→ Exercise data:
◆ ◆ ◆ ◆

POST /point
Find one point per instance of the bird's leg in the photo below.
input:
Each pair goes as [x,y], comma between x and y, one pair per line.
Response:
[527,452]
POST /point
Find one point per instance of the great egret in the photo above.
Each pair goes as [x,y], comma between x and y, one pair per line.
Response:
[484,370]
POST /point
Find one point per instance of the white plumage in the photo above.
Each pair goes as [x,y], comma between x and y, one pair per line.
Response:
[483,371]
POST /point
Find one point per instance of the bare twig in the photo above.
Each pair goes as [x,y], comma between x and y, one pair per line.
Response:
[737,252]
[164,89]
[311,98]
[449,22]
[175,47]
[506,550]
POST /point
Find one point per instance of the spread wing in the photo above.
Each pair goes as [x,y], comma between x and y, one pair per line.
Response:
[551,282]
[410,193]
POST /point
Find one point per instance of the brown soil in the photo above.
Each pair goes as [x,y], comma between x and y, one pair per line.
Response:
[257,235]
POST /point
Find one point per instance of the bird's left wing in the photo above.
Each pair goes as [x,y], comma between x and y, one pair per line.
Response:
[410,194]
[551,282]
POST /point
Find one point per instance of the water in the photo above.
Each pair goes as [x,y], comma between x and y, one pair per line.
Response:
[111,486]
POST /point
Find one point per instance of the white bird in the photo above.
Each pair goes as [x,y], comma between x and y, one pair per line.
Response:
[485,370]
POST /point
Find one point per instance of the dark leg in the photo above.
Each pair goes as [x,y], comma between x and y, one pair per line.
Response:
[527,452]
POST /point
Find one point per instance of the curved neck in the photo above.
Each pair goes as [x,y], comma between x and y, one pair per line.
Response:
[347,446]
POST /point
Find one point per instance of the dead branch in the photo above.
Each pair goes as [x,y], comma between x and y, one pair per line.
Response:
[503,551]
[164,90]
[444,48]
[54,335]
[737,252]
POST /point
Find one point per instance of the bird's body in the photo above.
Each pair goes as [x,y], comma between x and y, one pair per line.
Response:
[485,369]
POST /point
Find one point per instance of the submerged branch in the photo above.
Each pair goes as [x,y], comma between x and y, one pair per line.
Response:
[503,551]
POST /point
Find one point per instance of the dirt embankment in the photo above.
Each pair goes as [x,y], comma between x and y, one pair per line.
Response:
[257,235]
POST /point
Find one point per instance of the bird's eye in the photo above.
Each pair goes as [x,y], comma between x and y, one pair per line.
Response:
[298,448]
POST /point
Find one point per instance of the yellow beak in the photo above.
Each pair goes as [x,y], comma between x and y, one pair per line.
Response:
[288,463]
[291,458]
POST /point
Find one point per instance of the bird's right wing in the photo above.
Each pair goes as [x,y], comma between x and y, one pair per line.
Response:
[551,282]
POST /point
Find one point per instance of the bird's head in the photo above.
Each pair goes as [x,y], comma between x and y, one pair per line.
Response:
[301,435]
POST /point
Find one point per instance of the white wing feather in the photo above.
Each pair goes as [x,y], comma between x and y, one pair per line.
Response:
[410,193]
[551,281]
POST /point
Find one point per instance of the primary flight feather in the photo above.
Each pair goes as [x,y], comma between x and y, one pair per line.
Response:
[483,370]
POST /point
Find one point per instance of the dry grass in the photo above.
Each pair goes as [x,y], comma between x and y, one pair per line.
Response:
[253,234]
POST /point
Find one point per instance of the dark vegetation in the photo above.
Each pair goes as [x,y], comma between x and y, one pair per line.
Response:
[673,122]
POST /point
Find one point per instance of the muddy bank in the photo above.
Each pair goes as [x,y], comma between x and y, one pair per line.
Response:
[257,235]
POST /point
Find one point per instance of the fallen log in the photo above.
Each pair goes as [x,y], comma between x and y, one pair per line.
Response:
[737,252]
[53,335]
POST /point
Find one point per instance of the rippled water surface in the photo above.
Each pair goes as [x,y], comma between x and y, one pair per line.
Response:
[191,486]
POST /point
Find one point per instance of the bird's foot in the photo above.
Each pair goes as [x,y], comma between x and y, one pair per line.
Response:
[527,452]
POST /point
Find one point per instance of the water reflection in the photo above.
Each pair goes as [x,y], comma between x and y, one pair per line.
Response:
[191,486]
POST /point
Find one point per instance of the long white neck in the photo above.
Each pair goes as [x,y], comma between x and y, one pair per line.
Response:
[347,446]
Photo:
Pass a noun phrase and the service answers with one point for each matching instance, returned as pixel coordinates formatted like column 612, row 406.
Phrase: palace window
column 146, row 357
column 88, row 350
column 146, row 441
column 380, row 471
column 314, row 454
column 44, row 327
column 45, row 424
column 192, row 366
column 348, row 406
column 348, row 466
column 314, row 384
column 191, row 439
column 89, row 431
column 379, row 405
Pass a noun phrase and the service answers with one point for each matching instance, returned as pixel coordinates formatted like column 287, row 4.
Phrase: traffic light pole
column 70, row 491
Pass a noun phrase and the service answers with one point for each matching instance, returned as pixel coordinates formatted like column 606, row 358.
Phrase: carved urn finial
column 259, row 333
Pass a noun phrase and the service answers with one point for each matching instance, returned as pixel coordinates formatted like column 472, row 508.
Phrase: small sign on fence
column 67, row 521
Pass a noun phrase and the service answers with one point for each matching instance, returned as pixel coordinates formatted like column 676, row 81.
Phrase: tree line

◆ ◆ ◆ ◆

A word-for-word copy of the data above is the goal, so set it all down again.

POST /point
Find one point per instance of the bird's leg in the photo below.
input:
Each pair goes as [x,y], comma between x and y, one pair per line.
Response:
[527,452]
POST /point
Find one point per instance of the great egret in the photo above.
Each pair goes as [x,y], comma between x and y, one pair per line.
Response:
[484,370]
POST /point
Find one point per instance of the white plumage in the photo above.
Each pair goes as [x,y], comma between x and y, one pair per line.
Response:
[483,371]
POST /point
Find one point per instance of the bare twig in the photo above.
Each pair goes as [x,y], comma between x and y, one pair per line.
Response:
[737,252]
[164,89]
[311,98]
[449,22]
[175,47]
[506,550]
POST /point
Find one point per instance of the spread wing in the photo above.
Each pair goes as [x,y], comma between x and y, one pair per line.
Response:
[551,282]
[410,193]
POST /point
Find one point per instance of the brown soil in the photo above.
Each pair goes as [x,y], comma between x and y, one pair per line.
Response:
[257,235]
POST /point
Find one point per instance of the bird's left wing in the photo above.
Each pair goes as [x,y], comma between x and y, one pair per line.
Response:
[410,194]
[551,282]
POST /point
Find one point per instance of the water in the photo above.
Each pair goes as [x,y], comma between x and y, one pair per line.
Response:
[111,486]
POST /point
Find one point per instance of the white bird in the photo above.
Each pair goes as [x,y], comma between x and y, one pair per line.
Response:
[485,370]
POST /point
Find one point per instance of the dark leg in the photo above.
Each pair goes as [x,y], comma between x and y, one pair per line.
Response:
[527,452]
POST /point
Find one point per instance of the curved neck in the photo above.
Each pair goes as [x,y], comma between x and y, one pair per line.
Response:
[347,446]
POST /point
Find one point per instance of the dead branch in the photo above.
Each pair goes as [x,y], comma between x and y, one pair per line.
Response:
[503,551]
[164,90]
[444,48]
[54,335]
[737,252]
POST /point
Find one point per instance of the bird's body in the photo above.
Each pair goes as [x,y], comma between x and y, one pair per line.
Response:
[485,369]
POST /point
Find one point per instance of the submerged branch in the photo above.
Each pair goes as [x,y], comma between x and y, one pair per line.
Response:
[503,551]
POST /point
Find one point per instance of the dirt embankment in the photo above.
Each pair goes as [x,y], comma between x and y, one pair per line.
Response:
[257,235]
POST /point
Find one point per instance of the bird's eye in the photo above.
Each pair goes as [x,y], comma between x and y, one pair per line.
Response:
[298,448]
POST /point
Find one point per instance of the yellow beak in the photo above.
Each pair goes as [x,y], comma between x and y, one pair per line.
Response:
[288,463]
[291,458]
POST /point
Find one point per instance of the bird's right wing in the photo above.
Each pair goes as [x,y], comma between x and y, one pair per line.
Response:
[551,282]
POST /point
Find one point per instance of the bird's head in the photo above.
Each pair goes as [x,y], comma between x and y, one pair per line.
Response:
[301,435]
POST /point
Find one point per instance of the white wing feather in the photo above.
Each pair goes as [x,y], comma between x and y, one pair per line.
Response:
[410,193]
[551,281]
POST /point
Find one point per instance of the primary flight feather in the photo above.
Each pair goes as [x,y], comma between x and y, one pair per line.
Response:
[483,370]
POST /point
Find one point per instance of the dry grass in the photo above.
Each pair goes as [x,y], comma between x and y, one pair per line.
Response:
[253,234]
POST /point
Find one point per instance of the dark vegetation in the photo above.
Each pair goes as [x,y], comma between x and y, one pair per line.
Response:
[673,122]
POST /point
Find one point per instance of the muddy bank in the photo above.
Each pair goes as [x,y], comma between x and y, one pair per line.
Response:
[257,235]
POST /point
Find one point per instance of the fallen log in the photo above.
Each pair goes as [x,y], comma between x and y, one pair per line.
Response:
[737,252]
[53,335]
POST /point
Find one point per instance of the rippled water surface in the photo above.
Each pair goes as [x,y], comma between x and y, one pair per line.
Response:
[191,486]
POST /point
Find one point per instance of the bird's foot in the photo above.
Each pair goes as [x,y], comma between x and y, one pair per line.
Response:
[527,452]
POST /point
Find one point per instance of the water reflection in the photo above.
Each pair goes as [x,y], comma between x and y, one pair per line.
Response:
[191,486]
POST /point
Find one point per instance of the long white neck in the photo above.
Each pair goes as [x,y], comma between x and y, one pair per line.
Response:
[347,446]
Photo:
Pass a noun phrase and the service answers with one point for each matching instance, returned as pixel coordinates formatted like column 612, row 406.
Phrase: palace window
column 146, row 357
column 88, row 350
column 146, row 441
column 380, row 471
column 314, row 454
column 44, row 327
column 45, row 424
column 192, row 366
column 348, row 406
column 348, row 466
column 314, row 384
column 191, row 439
column 89, row 431
column 379, row 405
Pass a noun phrase and the service answers with one point for each matching instance, returned as pixel coordinates formatted like column 287, row 4.
Phrase: traffic light pole
column 70, row 491
Pass a noun phrase and the service answers with one point for each matching instance, returned as pixel coordinates formatted like column 606, row 358.
Phrase: carved urn finial
column 259, row 333
Pass a noun phrase and the service answers with one point for each matching instance, returned as pixel coordinates formatted like column 472, row 508.
Phrase: small sign on fence
column 67, row 521
Pass a noun phrase and the service answers with one point for each matching instance, returned as pixel coordinates formatted like column 676, row 81.
Phrase: tree line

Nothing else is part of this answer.